== Problems to solve ==
1/ Reproduce the part of the HTC Droid DNA review starting at "Interface issues aside, the" and ending at "for good luck.", word for word.
2/ Please continue the HTC Droid DNA review from the point where it stops.

== Excerpted passage ==
__________________________________________________

HTC Droid DNA review: A superphone with flaws

HTC's new Android smartphone has some standout hardware elements, but the phone suffers from significant drawbacks.

By , Computerworld |  Consumerization of IT, android phones, HTC Droid

With the Droid DNA, HTC has once again opted for placing capacitive buttons just below the display instead of opting for virtual on-screen buttons, the latter of which provide a far more fluid and user-friendly Android experience. Current versions of Android are designed to use the on-screen button model, after all, and while the software does still support hardware buttons, it's very much a matter of legacy support -- not an ideal usage situation or one that's native to the platform.

Interface issues aside, the buttons didn't consistently light up when I was using the device in dimly lit conditions, which made them impossible to see and thus press without just poking around blindly and hoping for good luck.

In a rare and interesting twist, the Droid DNA has two LED indicators that alert you to things like missed calls and new messages -- one on the phone's front, at the top-right of the earpiece grille, and one on its back, to the left of the camera lens.

Under the hood

HTC's Droid DNA has an engine that should be screamingly fast: a 1.5GHz Qualcomm Snapdragon S4 Pro quad-core processor along with 2GB of RAM. That's the same setup used in the Nexus 4 and the LG Optimus G, both of which are absurdly speedy devices.

__________________________________________________

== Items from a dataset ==

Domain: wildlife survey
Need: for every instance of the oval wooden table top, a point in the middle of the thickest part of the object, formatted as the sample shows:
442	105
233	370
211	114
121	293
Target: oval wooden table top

__________________________________________________

== Results of the tasks ==
1/
Interface issues aside, the buttons didn't consistently light up when I was using the device in dimly lit conditions, which made them impossible to see and thus press without just poking around blindly and hoping for good luck.

2/
That's why I've been very surprised with how inconsistently the Droid DNA performs. While tasks such as app loading are impressively fast, the phone suffers from a lot of jerky and glitch-filled performance in other areas. System animations frequently stutter, and scrolling on the Web is slower and less fluid than what I've come to expect from a high-end phone.

Beyond that, the system seems to struggle to keep up at times: When typing, for instance, the phone will often freeze up for a few seconds and ignore my input -- then quickly burst out the backlog of letters it's collected in a rush to catch up. I can't remember the last time I experienced anything like that on a computing device.

In general, getting around the system feels like more work on the Droid DNA than on other devices with comparable or even less horsepower. On-screen gestures aren't always responsive, which makes a simple task like trying to swipe away a tab in Chrome feel like a labored effort. And I experienced a shocking amount of hiccups and glitches, including weird flash-frames and blurred graphics when I tried to switch from one app to another. A few times, the phone briefly flashed random colors on the screen for no apparent reason.